* ACTIVITY *
Top to bottom, every record is to be copied word for word.

Records from a dataset:

= Beginning of Section =

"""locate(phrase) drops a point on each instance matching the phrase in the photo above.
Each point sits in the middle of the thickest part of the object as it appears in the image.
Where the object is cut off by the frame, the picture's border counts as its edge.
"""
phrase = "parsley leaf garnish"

= End of Section =

* EXERCISE RESPONSE *
"""locate(phrase) drops a point on each instance matching the phrase in the photo above.
Each point sits in the middle of the thickest part of the object as it appears in the image.
Where the object is cut off by the frame, the picture's border counts as its edge.
"""
phrase = "parsley leaf garnish"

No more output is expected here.